Extract
..........

“Making Games for the Atari 2600”

Chapter 1, page 7: The “LDA Cycle” diagram should show LDA $##34 instead of LDA $##23. The Data Bus values should be $AD, $34, $12, and $7F.

Chapter 3, page 25: The DataArray variable starts at $83, not $82.

Chapter 4, page 28: The ZeroZP loop clears every zero-page value except for address $0. (One way to fix this is to add a STA $0 after the loop ends.)

Chapter 6, page 40: The comment for the sta PF0 line should read “set the PF0 playfield pattern register”.

Chapter 8, page 52: lda ColorFrame,y should be lda ColorFrame0,y; also the comments on the Frame0 color table can be ignored.

Chapter 9, page 57: Says “We’ve timed everything so that the store will place exactly on cycle 23 when zero is passed” but the example shows A (the horizontal position) loaded with #70, not #0.

Chapter 9, page 58: The Atari 2600 game “Raiders of the Lost Ark” was designed by Howard Scott Warshaw, not Warren Robinett.

Chapter 12, page 69: The target timer value is computed by (N ∗ 76 - 13) / 64. There is also a special case for two timer events in a line (see xmacro.h)

Chapter 17: Forgot to describe NUSIZ register bits in detail:

Binary        Hex Value   Description
00xxxx@       $00         1 pixel wide
01xxxx@       $10         2 pixels wide
10xxxx@       $20         4 pixels wide
11xxxx@       $30         8 pixels wide

The VERTICAL_SYNC macro takes 4 scanlines to complete, not 3. Therefore most of the examples add up to 263 scanlines, not 262. Change TIMER_SETUP 30 to TIMER_SETUP 29 to fix them.

Chapter 35: The bank switching examples should set the S (Stack) register to #$FF at startup. (The real NMOS 6502 sets the stack pointer to #$FD at power-up, but the emulator doesn’t emulate this undocumented behavior.) The example has also been rewritten with additional macros to make it a bit clearer, and the origin moved to $1000.

“Making 8-Bit Arcade Games in C”

To future-proof the code examples from compiler updates, some code has been changed.

Some interrupt handers must start at a specific address, and the SDCC compiler currently does not have an easy way to force this. Therefore, the current approach is to put padding bytes between functions so that when lined up in memory, the interrupt handlers are at the right address.

We’ve modified the Galaxian-Scramble demo game to make this more predictable. We insert padding bytes at the end of the start() routine’s __asm block:

.ds   0x66 - (. - _start)

The .ds directive means “insert N bytes here.” (. - _start) is the current program counter subtracted from the _start label. We do this to convert the program counter to an absolute constant (stuff specific to the SDCC assembler). Then we subtract that value from 0x66, which is where we want our next function to reside.

..........

Stored records
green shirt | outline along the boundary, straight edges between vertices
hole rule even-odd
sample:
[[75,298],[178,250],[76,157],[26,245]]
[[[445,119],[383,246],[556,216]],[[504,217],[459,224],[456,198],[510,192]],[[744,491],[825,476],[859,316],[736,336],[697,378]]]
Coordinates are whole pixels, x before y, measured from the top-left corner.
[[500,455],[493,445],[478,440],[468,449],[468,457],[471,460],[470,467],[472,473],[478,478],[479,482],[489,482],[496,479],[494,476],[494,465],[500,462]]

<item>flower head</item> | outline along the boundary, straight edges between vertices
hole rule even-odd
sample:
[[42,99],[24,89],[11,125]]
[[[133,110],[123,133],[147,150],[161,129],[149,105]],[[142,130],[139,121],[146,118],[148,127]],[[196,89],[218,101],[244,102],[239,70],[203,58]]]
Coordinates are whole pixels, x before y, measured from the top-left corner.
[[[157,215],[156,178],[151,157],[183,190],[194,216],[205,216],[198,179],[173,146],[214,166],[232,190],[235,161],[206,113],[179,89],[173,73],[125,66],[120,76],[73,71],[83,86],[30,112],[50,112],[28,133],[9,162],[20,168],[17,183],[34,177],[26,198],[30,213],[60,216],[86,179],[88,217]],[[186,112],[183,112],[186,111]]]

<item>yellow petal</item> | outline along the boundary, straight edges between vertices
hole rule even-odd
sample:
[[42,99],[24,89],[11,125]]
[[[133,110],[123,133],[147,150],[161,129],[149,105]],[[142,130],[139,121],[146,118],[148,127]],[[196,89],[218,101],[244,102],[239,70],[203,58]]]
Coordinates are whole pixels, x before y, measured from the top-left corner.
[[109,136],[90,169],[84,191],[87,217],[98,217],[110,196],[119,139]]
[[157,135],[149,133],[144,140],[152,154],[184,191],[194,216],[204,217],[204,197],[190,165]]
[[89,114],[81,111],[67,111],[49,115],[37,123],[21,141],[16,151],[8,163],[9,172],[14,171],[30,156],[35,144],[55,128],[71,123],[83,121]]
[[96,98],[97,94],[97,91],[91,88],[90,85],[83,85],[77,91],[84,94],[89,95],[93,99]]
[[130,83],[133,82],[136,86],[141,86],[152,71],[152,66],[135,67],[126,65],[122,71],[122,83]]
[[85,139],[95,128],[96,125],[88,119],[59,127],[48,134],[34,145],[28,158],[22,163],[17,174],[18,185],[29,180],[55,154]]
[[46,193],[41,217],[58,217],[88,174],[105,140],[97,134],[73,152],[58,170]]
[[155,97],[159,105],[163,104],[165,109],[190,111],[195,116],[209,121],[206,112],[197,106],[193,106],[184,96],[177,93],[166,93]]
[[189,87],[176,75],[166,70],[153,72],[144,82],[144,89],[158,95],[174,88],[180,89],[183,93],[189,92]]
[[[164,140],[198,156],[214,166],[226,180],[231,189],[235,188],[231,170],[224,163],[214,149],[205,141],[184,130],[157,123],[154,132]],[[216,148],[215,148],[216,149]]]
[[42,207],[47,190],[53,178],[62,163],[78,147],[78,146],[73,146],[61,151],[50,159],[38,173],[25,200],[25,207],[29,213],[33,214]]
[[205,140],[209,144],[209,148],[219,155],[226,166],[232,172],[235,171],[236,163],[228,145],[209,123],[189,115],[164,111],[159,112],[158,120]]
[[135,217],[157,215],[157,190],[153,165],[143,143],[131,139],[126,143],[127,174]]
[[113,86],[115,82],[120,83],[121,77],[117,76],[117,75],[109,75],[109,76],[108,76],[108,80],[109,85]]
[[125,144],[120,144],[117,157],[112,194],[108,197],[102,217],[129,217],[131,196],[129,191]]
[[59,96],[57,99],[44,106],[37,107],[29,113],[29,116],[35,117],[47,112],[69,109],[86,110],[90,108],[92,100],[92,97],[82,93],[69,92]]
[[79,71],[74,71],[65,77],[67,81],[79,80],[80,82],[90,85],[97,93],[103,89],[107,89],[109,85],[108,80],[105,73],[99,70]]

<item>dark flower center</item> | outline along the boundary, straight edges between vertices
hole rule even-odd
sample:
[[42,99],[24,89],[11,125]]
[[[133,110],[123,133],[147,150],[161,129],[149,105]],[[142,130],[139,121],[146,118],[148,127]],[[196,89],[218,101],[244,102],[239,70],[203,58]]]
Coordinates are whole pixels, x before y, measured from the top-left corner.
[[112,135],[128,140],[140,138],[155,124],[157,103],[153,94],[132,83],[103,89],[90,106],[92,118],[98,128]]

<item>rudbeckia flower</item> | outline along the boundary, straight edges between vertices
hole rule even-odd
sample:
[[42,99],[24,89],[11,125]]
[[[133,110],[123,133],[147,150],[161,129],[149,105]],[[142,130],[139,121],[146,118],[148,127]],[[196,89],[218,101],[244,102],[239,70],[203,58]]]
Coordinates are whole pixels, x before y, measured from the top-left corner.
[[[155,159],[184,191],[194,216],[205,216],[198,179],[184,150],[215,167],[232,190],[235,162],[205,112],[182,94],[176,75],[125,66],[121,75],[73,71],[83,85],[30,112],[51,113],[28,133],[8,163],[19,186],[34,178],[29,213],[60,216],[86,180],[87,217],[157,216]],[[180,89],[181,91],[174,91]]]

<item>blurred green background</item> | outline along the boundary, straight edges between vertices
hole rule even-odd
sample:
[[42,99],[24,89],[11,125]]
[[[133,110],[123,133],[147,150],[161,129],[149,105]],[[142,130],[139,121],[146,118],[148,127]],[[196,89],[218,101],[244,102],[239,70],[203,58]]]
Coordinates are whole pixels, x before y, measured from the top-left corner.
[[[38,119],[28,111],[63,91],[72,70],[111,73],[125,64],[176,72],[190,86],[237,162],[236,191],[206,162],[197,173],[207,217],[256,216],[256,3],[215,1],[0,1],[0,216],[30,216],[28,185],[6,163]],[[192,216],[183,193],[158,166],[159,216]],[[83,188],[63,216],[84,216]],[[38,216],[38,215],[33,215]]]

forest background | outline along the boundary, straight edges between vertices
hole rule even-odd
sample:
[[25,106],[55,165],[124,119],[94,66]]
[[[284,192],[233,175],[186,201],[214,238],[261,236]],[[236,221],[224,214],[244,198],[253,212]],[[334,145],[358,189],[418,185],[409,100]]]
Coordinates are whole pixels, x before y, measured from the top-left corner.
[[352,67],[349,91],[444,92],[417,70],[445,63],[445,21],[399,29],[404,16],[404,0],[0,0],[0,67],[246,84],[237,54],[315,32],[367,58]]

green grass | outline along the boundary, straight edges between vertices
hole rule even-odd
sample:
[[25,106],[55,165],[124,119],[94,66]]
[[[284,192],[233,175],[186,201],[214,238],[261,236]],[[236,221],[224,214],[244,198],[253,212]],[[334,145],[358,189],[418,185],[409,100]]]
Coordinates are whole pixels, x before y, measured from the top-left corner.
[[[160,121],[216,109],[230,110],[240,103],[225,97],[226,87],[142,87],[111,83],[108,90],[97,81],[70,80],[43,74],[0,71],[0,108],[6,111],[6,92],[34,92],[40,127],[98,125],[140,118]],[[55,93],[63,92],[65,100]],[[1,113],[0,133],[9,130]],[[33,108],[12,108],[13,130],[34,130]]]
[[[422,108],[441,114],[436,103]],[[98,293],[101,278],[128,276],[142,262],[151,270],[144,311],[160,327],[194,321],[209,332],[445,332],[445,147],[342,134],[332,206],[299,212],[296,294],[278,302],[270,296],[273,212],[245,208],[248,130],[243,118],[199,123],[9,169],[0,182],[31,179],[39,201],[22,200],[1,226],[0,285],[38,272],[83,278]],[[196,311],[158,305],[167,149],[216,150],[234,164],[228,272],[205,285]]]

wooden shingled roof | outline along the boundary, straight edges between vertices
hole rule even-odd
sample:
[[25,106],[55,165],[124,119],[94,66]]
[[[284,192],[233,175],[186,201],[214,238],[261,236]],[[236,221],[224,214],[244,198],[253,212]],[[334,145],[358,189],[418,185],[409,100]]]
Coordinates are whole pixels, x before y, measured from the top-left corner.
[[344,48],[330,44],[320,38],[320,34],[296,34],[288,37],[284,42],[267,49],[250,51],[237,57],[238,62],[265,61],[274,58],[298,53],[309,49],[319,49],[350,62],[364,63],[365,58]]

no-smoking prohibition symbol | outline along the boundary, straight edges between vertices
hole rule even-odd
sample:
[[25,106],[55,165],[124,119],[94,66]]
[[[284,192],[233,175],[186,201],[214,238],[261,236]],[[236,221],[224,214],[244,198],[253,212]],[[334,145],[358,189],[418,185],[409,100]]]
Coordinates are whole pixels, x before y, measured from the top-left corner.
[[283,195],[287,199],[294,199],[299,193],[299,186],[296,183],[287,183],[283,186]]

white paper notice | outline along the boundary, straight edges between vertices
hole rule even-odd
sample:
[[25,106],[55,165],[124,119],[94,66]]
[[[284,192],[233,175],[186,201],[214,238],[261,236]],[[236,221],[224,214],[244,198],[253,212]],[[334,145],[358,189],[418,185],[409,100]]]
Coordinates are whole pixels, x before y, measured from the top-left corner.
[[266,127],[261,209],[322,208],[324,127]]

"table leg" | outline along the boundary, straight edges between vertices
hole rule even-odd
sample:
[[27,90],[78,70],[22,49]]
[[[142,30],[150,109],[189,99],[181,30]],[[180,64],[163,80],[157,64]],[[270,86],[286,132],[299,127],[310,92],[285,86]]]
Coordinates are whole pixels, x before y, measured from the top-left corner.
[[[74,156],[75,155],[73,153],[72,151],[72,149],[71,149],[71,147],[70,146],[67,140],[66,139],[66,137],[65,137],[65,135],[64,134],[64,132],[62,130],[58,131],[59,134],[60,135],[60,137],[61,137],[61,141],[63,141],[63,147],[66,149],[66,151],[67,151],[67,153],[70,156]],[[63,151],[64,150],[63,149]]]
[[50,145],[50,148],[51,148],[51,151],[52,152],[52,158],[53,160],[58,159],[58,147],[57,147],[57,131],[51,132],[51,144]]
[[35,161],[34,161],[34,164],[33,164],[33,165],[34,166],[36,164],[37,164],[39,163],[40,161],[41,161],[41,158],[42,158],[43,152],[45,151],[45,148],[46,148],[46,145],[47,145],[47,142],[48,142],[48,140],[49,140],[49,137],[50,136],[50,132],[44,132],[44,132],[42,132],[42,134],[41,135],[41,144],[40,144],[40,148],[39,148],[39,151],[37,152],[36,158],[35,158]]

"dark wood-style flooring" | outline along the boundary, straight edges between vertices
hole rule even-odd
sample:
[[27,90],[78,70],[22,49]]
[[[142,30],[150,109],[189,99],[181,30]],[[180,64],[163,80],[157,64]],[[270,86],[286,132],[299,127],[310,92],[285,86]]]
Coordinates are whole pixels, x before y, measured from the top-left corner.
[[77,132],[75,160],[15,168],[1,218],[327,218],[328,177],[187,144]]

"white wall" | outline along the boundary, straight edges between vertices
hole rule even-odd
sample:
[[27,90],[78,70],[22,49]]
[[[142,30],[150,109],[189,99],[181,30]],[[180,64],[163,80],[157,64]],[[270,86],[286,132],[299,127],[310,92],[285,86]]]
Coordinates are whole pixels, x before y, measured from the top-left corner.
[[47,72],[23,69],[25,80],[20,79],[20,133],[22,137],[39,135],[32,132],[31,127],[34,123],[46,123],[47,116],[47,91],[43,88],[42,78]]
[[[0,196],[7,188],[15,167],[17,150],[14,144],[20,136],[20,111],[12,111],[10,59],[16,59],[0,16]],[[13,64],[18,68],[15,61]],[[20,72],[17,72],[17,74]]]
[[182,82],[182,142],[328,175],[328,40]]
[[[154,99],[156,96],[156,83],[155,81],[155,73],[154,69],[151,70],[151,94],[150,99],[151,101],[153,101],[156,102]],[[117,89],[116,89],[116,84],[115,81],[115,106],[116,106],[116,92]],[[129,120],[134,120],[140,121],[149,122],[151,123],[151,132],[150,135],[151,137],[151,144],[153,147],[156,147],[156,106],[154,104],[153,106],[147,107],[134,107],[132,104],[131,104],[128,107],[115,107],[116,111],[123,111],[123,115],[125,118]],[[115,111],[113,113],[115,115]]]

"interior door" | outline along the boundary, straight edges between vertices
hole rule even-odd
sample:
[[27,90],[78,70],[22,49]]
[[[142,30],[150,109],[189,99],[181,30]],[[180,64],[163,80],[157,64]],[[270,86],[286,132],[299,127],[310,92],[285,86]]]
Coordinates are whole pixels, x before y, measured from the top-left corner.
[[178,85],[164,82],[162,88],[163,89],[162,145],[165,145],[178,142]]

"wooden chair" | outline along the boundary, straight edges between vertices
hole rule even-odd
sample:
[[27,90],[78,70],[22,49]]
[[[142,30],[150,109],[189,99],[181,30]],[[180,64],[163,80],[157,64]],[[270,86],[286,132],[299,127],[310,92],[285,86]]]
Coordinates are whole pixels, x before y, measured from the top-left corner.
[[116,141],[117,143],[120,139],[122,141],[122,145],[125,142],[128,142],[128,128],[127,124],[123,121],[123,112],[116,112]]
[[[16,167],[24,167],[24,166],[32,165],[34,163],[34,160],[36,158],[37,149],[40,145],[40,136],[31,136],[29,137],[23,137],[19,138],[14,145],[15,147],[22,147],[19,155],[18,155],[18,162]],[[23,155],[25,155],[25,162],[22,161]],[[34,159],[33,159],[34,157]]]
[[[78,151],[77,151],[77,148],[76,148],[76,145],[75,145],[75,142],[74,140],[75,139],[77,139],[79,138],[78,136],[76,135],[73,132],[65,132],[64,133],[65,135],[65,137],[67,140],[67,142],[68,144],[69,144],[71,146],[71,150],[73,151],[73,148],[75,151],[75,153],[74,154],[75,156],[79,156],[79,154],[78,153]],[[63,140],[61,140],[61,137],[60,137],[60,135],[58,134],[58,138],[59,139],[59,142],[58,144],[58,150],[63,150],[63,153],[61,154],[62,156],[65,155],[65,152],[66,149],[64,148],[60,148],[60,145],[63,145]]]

..........

To do
1. Put the part of the rows that opens with the line containing "wooden shingled roof" and closes with the line containing "[[266,127],[261,209],[322,208],[324,127]]" into a JSON list of strings, one string per line, with blank lines left out.
2. Continue the errata for the game programming books from the point where it stops.

Outputs in order
1.
[
  "wooden shingled roof | outline along the boundary, straight edges between vertices",
  "hole rule even-odd",
  "sample:",
  "[[25,106],[55,165],[124,119],[94,66]]",
  "[[[284,192],[233,175],[186,201],[214,238],[261,236]],[[236,221],[224,214],[244,198],[253,212]],[[334,145],[358,189],[418,185],[409,100]]]",
  "Coordinates are whole pixels, x before y, measured from the top-left corner.",
  "[[344,48],[330,44],[320,38],[320,34],[296,34],[288,37],[284,42],[267,49],[250,51],[237,57],[238,62],[265,61],[274,58],[298,53],[309,49],[319,49],[350,62],[364,63],[365,58]]",
  "no-smoking prohibition symbol | outline along the boundary, straight edges between vertices",
  "hole rule even-odd",
  "sample:",
  "[[25,106],[55,165],[124,119],[94,66]]",
  "[[[284,192],[233,175],[186,201],[214,238],[261,236]],[[236,221],[224,214],[244,198],[253,212]],[[334,145],[358,189],[418,185],[409,100]]]",
  "Coordinates are whole pixels, x before y, measured from the top-left corner.",
  "[[283,195],[287,199],[294,199],[299,193],[299,186],[296,183],[287,183],[283,186]]",
  "white paper notice | outline along the boundary, straight edges between vertices",
  "hole rule even-odd",
  "sample:",
  "[[25,106],[55,165],[124,119],[94,66]]",
  "[[[284,192],[233,175],[186,201],[214,238],[261,236]],[[236,221],[224,214],[244,198],[253,212]],[[334,145],[358,189],[418,185],[409,100]]]",
  "Coordinates are whole pixels, x before y, measured from the top-left corner.",
  "[[266,127],[261,209],[322,208],[324,127]]"
]

2.
We also use the __naked function decorator so that the compiler doesn’t insert a RET instruction or stack frame instructions, modifying our code length.

The end result of this is that our next C function definition will reside at address 0x66, where we want it.

The bcd_add() function has also been changed, as the inline assembly made assumptions about the code that are not portable across compiler flags. It also now uses the __naked decorator.

In the VIC Dual sections, RAM is defined as starting at $8000, but the code defines it at the mirrored location $c000. Note that it is a 32 x 32 array (1024 bytes) but only 28 rows (896 bytes) are visible.

p. 41: The line typedef unsigned char sbyte should define a signed char type, not unsigned char.

Shift/Rotate Chapter: The function definition for halve_score has a redundant LD IY,#_score instruction.

On page 115, the field _unused is padding for the AttackingEnemy struct on page 114, but there is no such field in the example code.

“Designing Video Game Hardware in Verilog”

Chapter 9: The constants in the book differ from what’s in the hvsync_generator.v file, which are:

parameter V_TOP    =   5; // vertical top border
parameter V_BOTTOM =  14; // vertical bottom border
parameter V_SYNC   =   3; // vertical sync # lines

The simulated CRT values are based on NTSC, the goal being to get a 256x240 pixel display like a NES. NTSC needs 262 lines, and 3 lines of VSYNC. I chose the top and bottom borders to center the frame on my TV when using the FPGA.

In the simulator, the horizontal scanlines are shortened (23 + 7 + 23 cycles) to save CPU time, while still being long enough to do stuff (read RAM etc.) between scanlines. The FPGA examples use a full 381-cycle scanline, but have the same vertical timing.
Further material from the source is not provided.